(Originally published 3 April 2011, updated 30 April 2015 and periodically reviewed)
As I review this essay in early 2021 (nearly 10 years after it was originally published) I’m struck by how little has changed regarding where Lightroom performance can be gained or lost. Sure we have faster processors, more ram and even faster SSDs. Nevertheless, in terms of Lightroom performance, the relationship between these three components and my opinion on which is more important remains as it was back in 2011.
It seems like never a week goes by without me receiving a query as to whether a Solid State Drive (SSD) will improve Lightroom’s overall performance. Similar questions regularly arise on Adobe’s Adobe’ Lightroom forum. Unfortunately, the answer is not a simple yes or no. This essay will identify some of the aspects impacting on performance along with some methods by which their effects can be mitigated or removed altogether. Finally, I will compare Lightroom’s general performance between a conventional disk drive and an SSD.

━━━━━━━━━━━━━━━━━━━━━━━━━━━━━━

◆ YOUR TASK: Write the next part of the essay on Lightroom performance and solid state drives, picking up right after its final sentence.

◆ DATA RECORDS:
━━━━━━━━━━━━━━━━━━━━━━━━━━━━━━

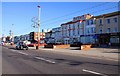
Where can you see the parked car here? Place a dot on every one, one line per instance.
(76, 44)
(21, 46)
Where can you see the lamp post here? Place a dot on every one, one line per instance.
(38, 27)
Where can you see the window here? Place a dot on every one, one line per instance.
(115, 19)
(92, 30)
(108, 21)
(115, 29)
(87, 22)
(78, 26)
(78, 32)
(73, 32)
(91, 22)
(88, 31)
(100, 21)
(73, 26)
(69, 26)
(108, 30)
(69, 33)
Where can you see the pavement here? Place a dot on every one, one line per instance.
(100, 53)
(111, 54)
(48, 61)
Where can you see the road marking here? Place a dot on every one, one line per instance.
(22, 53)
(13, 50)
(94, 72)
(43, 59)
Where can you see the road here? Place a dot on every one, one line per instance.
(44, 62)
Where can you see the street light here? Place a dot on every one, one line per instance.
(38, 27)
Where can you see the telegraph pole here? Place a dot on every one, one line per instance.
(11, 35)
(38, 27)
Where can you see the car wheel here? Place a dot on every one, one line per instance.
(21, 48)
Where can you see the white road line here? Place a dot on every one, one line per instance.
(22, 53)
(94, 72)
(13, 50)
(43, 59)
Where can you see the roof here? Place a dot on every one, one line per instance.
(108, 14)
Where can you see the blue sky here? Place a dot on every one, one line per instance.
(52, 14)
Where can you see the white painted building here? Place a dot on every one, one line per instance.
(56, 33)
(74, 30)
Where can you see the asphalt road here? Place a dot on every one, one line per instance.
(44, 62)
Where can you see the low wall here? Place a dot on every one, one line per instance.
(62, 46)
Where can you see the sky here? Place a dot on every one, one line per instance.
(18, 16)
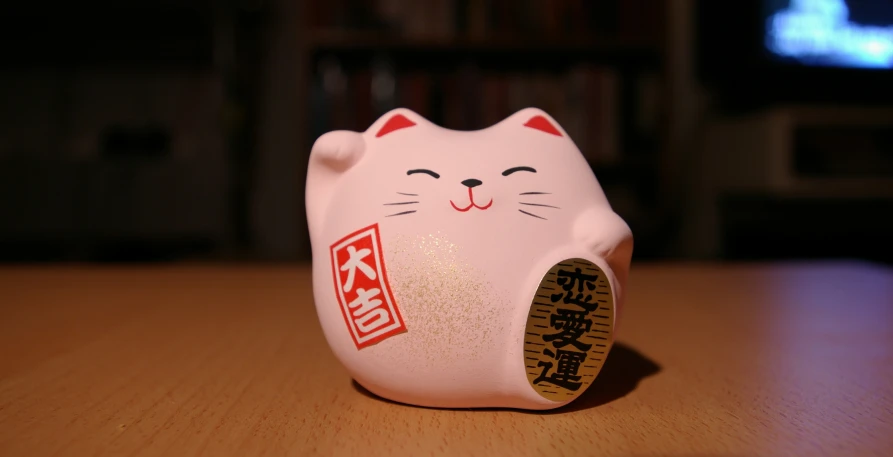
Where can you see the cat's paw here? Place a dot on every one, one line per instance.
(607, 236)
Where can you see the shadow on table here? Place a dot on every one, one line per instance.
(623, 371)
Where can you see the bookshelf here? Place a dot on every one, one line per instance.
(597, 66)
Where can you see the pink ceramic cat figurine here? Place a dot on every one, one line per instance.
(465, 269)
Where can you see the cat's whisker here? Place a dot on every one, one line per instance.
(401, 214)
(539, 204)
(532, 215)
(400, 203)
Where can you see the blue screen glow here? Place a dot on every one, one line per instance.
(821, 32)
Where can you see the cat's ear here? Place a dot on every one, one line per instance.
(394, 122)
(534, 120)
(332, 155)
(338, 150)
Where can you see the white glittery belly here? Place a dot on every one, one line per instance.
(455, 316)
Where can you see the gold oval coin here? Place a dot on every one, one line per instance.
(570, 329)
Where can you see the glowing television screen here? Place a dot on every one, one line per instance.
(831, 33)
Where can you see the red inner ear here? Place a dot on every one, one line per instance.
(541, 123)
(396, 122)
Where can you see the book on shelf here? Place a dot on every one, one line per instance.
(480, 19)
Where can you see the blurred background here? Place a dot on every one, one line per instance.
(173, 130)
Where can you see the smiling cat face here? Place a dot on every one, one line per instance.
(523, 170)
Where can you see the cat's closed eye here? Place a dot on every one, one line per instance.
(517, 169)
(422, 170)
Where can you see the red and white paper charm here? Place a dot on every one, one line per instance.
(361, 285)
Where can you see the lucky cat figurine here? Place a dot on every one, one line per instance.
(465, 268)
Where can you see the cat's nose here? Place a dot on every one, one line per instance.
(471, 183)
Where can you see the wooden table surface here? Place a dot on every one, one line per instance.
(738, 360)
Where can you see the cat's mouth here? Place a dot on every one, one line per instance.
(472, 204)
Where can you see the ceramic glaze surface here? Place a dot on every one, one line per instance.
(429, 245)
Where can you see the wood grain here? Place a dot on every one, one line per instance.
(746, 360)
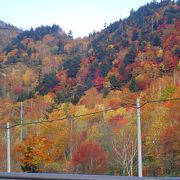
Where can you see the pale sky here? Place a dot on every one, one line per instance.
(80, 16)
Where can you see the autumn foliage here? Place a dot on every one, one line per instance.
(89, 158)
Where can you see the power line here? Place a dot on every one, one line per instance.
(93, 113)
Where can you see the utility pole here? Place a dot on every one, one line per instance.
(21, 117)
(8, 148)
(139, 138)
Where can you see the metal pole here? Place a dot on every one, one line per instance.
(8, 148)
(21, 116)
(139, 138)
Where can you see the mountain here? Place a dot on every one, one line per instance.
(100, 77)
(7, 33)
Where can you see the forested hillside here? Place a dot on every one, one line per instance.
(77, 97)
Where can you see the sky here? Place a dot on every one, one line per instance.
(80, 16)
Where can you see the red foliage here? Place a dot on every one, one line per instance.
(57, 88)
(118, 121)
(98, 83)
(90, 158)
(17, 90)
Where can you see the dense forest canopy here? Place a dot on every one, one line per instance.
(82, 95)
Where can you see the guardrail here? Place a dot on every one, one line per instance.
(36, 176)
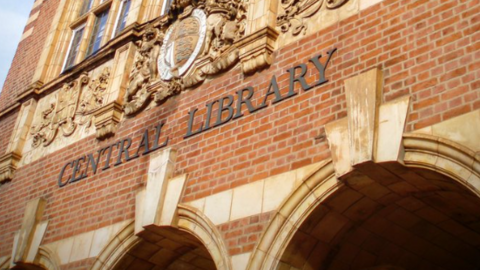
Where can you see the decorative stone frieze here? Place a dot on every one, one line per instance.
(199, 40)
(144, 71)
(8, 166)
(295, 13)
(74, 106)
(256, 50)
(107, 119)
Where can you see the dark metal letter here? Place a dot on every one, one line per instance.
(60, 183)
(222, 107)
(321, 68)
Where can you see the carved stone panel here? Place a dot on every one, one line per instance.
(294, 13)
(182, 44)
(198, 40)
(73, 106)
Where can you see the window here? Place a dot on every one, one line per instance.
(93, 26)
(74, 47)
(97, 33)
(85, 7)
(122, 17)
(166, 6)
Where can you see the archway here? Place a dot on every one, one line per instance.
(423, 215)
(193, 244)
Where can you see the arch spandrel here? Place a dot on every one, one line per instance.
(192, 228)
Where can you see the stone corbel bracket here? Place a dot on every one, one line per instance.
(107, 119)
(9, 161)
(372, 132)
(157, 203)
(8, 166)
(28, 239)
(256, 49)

━━━━━━━━━━━━━━━━━━━━━━━━━━━━━━

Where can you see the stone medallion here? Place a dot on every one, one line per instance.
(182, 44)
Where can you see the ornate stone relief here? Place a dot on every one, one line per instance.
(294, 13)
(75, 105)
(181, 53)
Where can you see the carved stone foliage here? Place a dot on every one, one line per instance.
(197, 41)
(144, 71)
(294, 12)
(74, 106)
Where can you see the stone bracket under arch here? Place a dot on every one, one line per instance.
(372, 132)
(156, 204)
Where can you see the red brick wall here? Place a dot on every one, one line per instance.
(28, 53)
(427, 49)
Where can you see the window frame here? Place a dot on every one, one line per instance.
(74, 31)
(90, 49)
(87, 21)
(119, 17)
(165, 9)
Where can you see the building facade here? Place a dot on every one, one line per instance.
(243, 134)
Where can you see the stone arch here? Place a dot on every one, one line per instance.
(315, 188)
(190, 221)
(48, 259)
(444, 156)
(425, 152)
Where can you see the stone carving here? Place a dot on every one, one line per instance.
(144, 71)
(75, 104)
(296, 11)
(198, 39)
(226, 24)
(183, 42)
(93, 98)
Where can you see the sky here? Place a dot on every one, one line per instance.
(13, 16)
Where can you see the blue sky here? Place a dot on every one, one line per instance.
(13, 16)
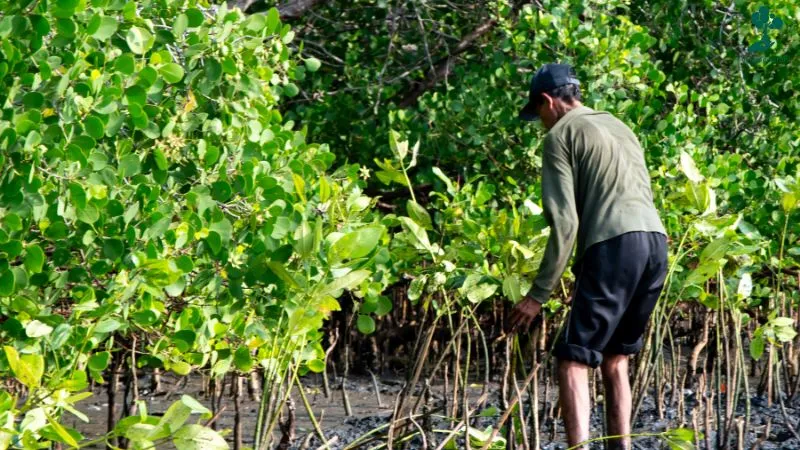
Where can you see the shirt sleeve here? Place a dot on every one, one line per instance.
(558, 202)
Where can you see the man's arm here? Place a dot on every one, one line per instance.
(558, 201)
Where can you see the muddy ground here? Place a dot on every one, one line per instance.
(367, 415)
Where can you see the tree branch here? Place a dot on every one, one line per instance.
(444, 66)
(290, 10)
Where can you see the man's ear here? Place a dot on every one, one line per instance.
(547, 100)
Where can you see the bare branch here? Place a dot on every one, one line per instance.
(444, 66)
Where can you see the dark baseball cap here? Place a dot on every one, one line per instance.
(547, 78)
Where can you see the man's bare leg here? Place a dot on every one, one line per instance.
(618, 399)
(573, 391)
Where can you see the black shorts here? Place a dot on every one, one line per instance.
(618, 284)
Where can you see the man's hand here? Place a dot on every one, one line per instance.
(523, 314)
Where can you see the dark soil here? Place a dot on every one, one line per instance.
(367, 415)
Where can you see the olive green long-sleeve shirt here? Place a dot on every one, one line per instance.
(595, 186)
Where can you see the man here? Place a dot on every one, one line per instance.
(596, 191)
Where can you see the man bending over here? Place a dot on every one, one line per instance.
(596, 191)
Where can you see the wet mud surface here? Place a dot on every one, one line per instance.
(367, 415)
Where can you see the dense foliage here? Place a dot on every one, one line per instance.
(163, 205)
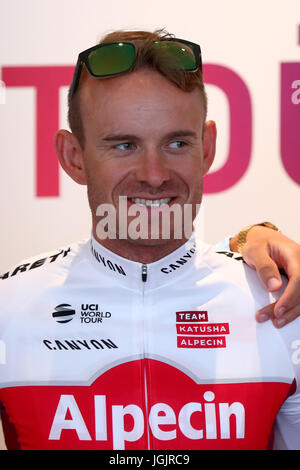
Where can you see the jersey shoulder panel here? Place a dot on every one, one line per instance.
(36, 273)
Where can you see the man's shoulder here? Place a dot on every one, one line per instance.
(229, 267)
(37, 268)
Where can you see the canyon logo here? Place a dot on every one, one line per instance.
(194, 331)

━━━━━━━━━━━━━━━━━━━━━━━━━━━━━━

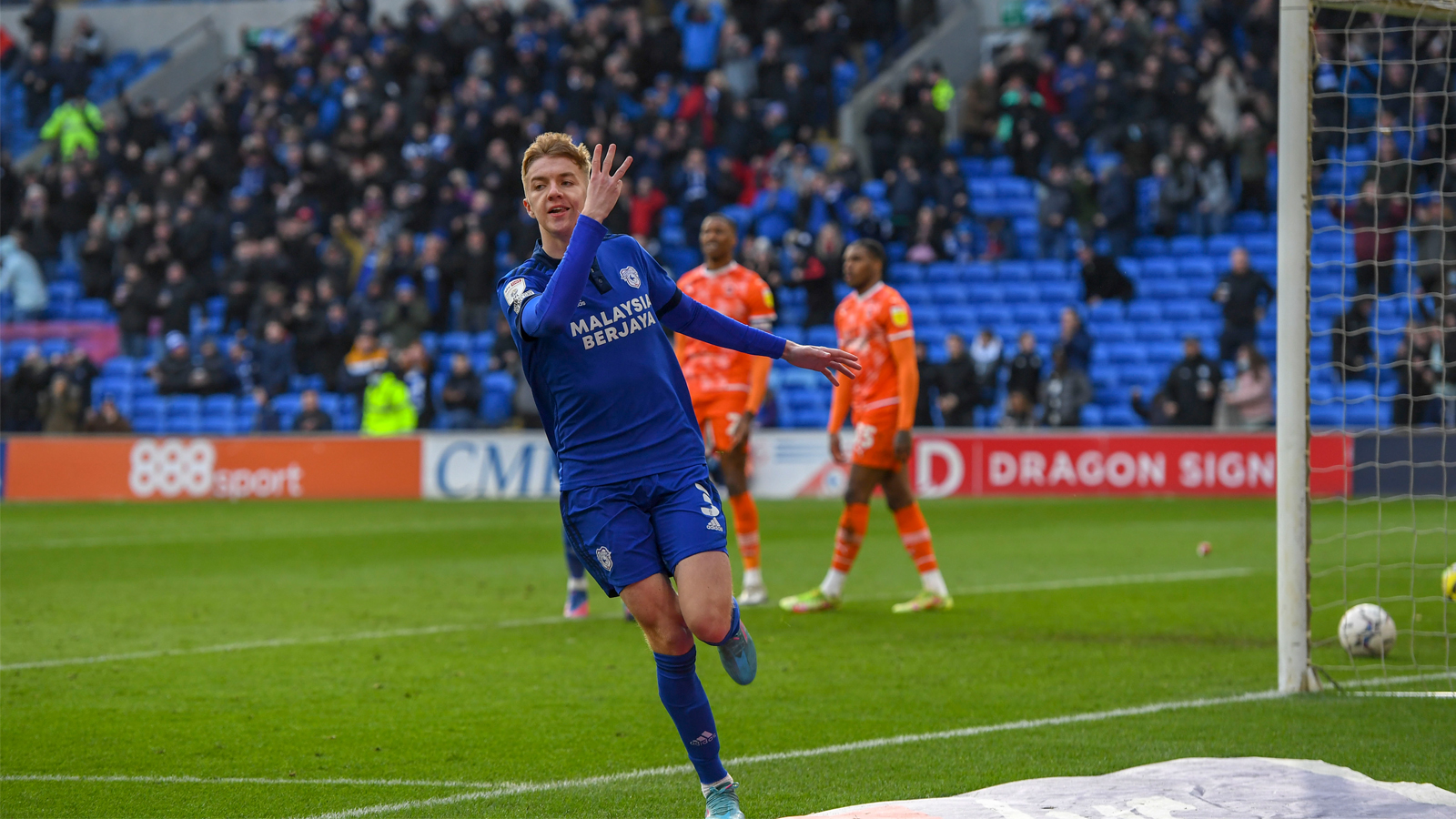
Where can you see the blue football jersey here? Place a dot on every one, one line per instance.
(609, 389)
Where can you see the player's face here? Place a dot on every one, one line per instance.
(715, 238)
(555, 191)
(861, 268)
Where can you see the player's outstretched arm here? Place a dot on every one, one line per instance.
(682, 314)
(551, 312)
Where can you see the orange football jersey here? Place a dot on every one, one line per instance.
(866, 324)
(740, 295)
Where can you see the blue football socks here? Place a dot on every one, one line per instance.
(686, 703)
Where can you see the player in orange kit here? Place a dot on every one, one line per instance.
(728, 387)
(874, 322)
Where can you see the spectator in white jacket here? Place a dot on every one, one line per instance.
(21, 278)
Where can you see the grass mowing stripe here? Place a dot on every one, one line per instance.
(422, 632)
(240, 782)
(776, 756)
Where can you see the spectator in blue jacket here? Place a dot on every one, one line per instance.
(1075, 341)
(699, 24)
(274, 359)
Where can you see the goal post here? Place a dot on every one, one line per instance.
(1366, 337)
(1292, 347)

━━━━━━━━━━━━━━━━━━━━━━━━━━━━━━

◆ TASK ANSWER:
The first area that I want to look at is the operating system. Adobe’s minimum system requirements for Lightroom on Windows platform would suggest that a fairly basic laptop with 64-bit Intel or AMD 64-bit processor and 2GB of ram is perfectly fine. However, the reality is a world away from these minimum requirements, and realistically 8GB should be considered the minim.
The second area I want to look at is the CPU. Again, Lightroom is renowned for being very demanding of the CPU. In particular, preview rendering and loading images into Develop module, especially when luminance noise, color noise, sharpening, and lens corrections are applied to a photo. In this context, Lightroom’s performance will benefit greatly when recent CPU types such as the Intel Core i5, i7 and i9 are used, especially when they’re combined with 8GB or more of ram.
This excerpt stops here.